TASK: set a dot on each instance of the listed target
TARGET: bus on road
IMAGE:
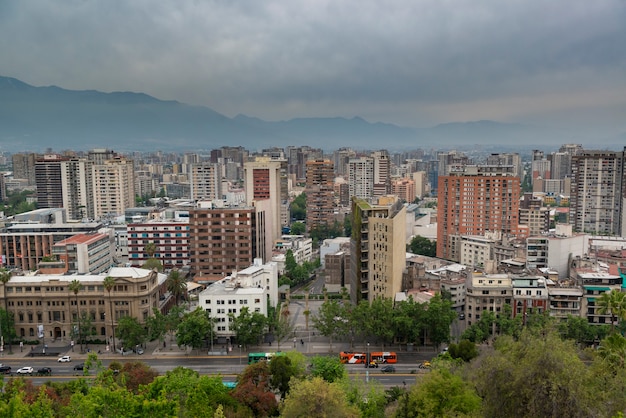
(256, 357)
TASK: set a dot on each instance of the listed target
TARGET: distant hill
(35, 118)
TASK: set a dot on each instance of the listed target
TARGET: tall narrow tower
(598, 192)
(320, 196)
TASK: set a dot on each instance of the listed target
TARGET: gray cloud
(410, 62)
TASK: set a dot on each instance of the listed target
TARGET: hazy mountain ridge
(35, 118)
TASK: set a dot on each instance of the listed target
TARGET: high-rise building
(361, 177)
(266, 179)
(474, 200)
(206, 181)
(598, 192)
(48, 180)
(377, 249)
(113, 187)
(24, 167)
(225, 239)
(382, 173)
(404, 188)
(320, 199)
(508, 158)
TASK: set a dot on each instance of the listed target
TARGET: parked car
(44, 371)
(372, 364)
(388, 369)
(25, 370)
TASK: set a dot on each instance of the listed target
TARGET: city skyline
(414, 64)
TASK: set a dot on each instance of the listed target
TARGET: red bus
(384, 357)
(348, 357)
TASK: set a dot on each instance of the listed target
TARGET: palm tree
(613, 350)
(612, 303)
(5, 276)
(75, 287)
(109, 284)
(150, 249)
(176, 284)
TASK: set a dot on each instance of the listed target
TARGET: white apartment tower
(113, 186)
(598, 192)
(206, 181)
(361, 177)
(263, 180)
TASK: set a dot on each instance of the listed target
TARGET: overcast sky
(410, 62)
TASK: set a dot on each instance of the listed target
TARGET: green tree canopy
(194, 329)
(316, 398)
(423, 246)
(248, 326)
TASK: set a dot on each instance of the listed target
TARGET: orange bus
(384, 357)
(348, 357)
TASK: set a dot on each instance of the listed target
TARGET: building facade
(474, 200)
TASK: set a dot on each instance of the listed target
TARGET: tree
(152, 264)
(423, 246)
(612, 303)
(328, 368)
(75, 287)
(380, 317)
(131, 332)
(194, 329)
(441, 394)
(329, 320)
(253, 390)
(150, 249)
(543, 372)
(109, 284)
(465, 350)
(157, 325)
(281, 372)
(316, 398)
(5, 277)
(280, 325)
(440, 316)
(176, 285)
(409, 320)
(298, 228)
(613, 350)
(298, 207)
(248, 326)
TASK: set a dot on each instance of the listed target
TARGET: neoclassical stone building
(45, 308)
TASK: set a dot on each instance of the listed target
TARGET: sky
(417, 63)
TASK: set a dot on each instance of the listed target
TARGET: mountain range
(35, 118)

========

▶ [WORK TO BE COMPLETED]: Print out the material word for word, omitting the pictures.

▶ [REPLY TO THE TASK]:
TASK: set a dot on each instance of the listed target
TARGET: bus on road
IMAGE:
(256, 357)
TASK: set a dot on each instance of the listed target
TARGET: distant hill
(35, 118)
TASK: set a dot on each instance of the listed target
TARGET: tall narrow tower
(598, 192)
(320, 196)
TASK: set a dot on each instance of the listed target
TARGET: gray cloud
(410, 62)
TASK: set a dot on each instance of the listed target
TARGET: hazy mountain ridge
(35, 118)
TASK: set a dot on each instance of the listed target
TARGET: high-rise building
(361, 177)
(266, 179)
(474, 200)
(206, 181)
(598, 192)
(48, 180)
(377, 249)
(113, 187)
(24, 167)
(225, 239)
(382, 173)
(404, 188)
(320, 199)
(508, 158)
TASK: set a dot on each instance of the listed target
TARGET: parked car
(44, 371)
(372, 364)
(388, 369)
(25, 370)
TASK: set a dot on each instance of the listed target
TARGET: city skyline
(414, 64)
TASK: set a dot on each instance of the listed target
TARGET: red bus
(384, 357)
(348, 357)
TASK: set a dot on each instance of the listed target
TARGET: palm tree
(613, 350)
(612, 303)
(5, 276)
(75, 287)
(109, 284)
(150, 249)
(176, 284)
TASK: set a dot on each instance of the listed target
TARGET: white apartment tower
(113, 186)
(598, 192)
(206, 181)
(361, 177)
(263, 180)
TASK: set a dot on each instance of the listed target
TARGET: overcast sky
(410, 62)
TASK: set a dot on each instance of the listed target
TARGET: green tree canopy
(194, 329)
(316, 398)
(423, 246)
(248, 326)
TASK: set a dot on each instance of the listed target
TARGET: orange bus
(384, 357)
(348, 357)
TASK: set a dot on each instance of the listed target
TARGET: building facade
(474, 200)
TASK: set a dot on each instance of the listed target
TARGET: tree
(152, 264)
(423, 246)
(612, 303)
(328, 368)
(75, 287)
(380, 317)
(131, 332)
(194, 329)
(441, 394)
(329, 320)
(253, 390)
(150, 249)
(543, 372)
(109, 284)
(465, 350)
(157, 325)
(281, 372)
(316, 398)
(5, 277)
(280, 325)
(440, 316)
(176, 285)
(409, 320)
(298, 228)
(613, 350)
(298, 207)
(248, 326)
TASK: set a dot on each instance of the listed target
TARGET: neoclassical stone building
(45, 308)
TASK: set a dot on each instance of the listed target
TARGET: sky
(417, 63)
TASK: set a dot on each instance of the listed target
TARGET: mountain range
(35, 118)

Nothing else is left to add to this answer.